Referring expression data
· · · · · · ·

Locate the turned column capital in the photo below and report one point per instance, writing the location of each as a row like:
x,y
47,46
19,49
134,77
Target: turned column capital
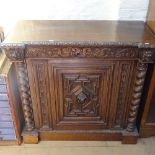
x,y
147,56
15,52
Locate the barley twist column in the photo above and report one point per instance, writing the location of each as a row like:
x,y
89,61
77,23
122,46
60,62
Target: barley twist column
x,y
136,97
25,95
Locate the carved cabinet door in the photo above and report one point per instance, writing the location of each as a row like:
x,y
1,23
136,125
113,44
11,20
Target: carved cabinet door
x,y
79,94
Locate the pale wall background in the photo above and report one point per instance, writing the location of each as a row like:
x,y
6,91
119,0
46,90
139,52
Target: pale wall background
x,y
12,10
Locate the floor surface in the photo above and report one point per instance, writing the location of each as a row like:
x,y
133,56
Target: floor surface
x,y
143,147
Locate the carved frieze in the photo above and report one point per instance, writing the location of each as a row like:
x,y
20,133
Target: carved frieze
x,y
82,52
15,52
147,56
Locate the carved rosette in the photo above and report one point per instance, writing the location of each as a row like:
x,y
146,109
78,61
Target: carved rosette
x,y
25,95
136,98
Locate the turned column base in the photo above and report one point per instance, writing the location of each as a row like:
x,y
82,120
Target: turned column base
x,y
130,137
30,137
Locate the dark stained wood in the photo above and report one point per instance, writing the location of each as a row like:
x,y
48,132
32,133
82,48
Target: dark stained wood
x,y
86,84
8,78
147,127
147,112
151,15
104,31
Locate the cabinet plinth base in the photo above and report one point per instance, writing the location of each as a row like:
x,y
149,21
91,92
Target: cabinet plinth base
x,y
30,137
130,137
92,135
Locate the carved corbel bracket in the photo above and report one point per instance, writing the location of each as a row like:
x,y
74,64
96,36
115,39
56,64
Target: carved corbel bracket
x,y
147,56
15,52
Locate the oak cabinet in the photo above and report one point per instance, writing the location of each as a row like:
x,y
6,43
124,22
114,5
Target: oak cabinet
x,y
78,94
80,80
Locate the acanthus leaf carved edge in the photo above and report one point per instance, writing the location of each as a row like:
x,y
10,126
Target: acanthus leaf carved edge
x,y
15,52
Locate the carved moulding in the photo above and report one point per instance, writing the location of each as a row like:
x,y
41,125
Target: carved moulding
x,y
15,52
147,56
81,52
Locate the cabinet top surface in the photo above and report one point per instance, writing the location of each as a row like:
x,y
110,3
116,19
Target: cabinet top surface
x,y
49,31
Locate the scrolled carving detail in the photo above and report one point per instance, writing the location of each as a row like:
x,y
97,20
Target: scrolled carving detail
x,y
25,95
86,52
136,97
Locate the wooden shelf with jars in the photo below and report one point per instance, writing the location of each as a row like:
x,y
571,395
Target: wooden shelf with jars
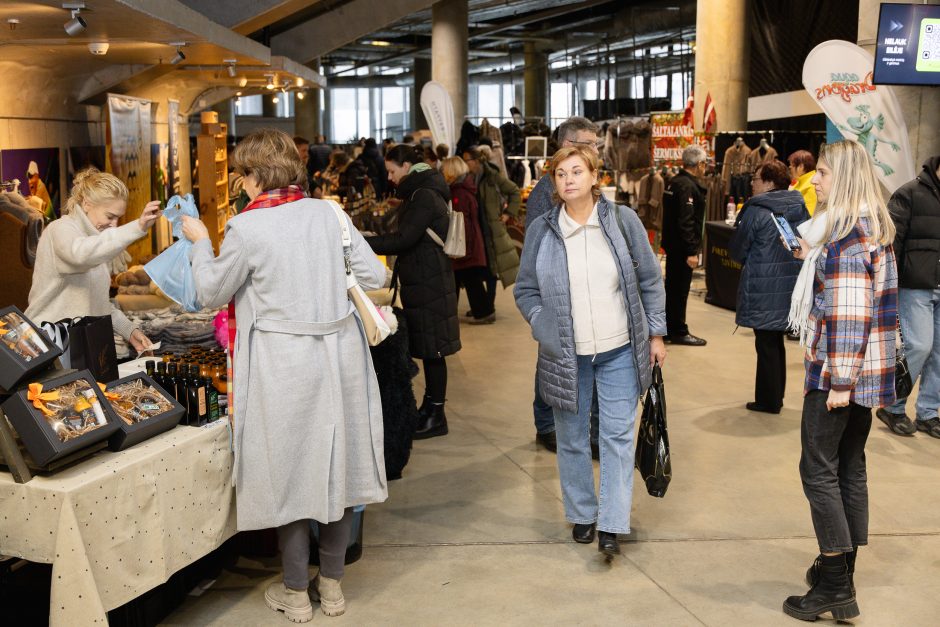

· · · · · · ·

-- Exercise objective --
List the lines of the records where "wooden" occurs.

-- Written answer --
Locate the wooden shelf with jars in the photo below and report one point per instance, writing the location of each as a row like:
Target: wooden shelf with jars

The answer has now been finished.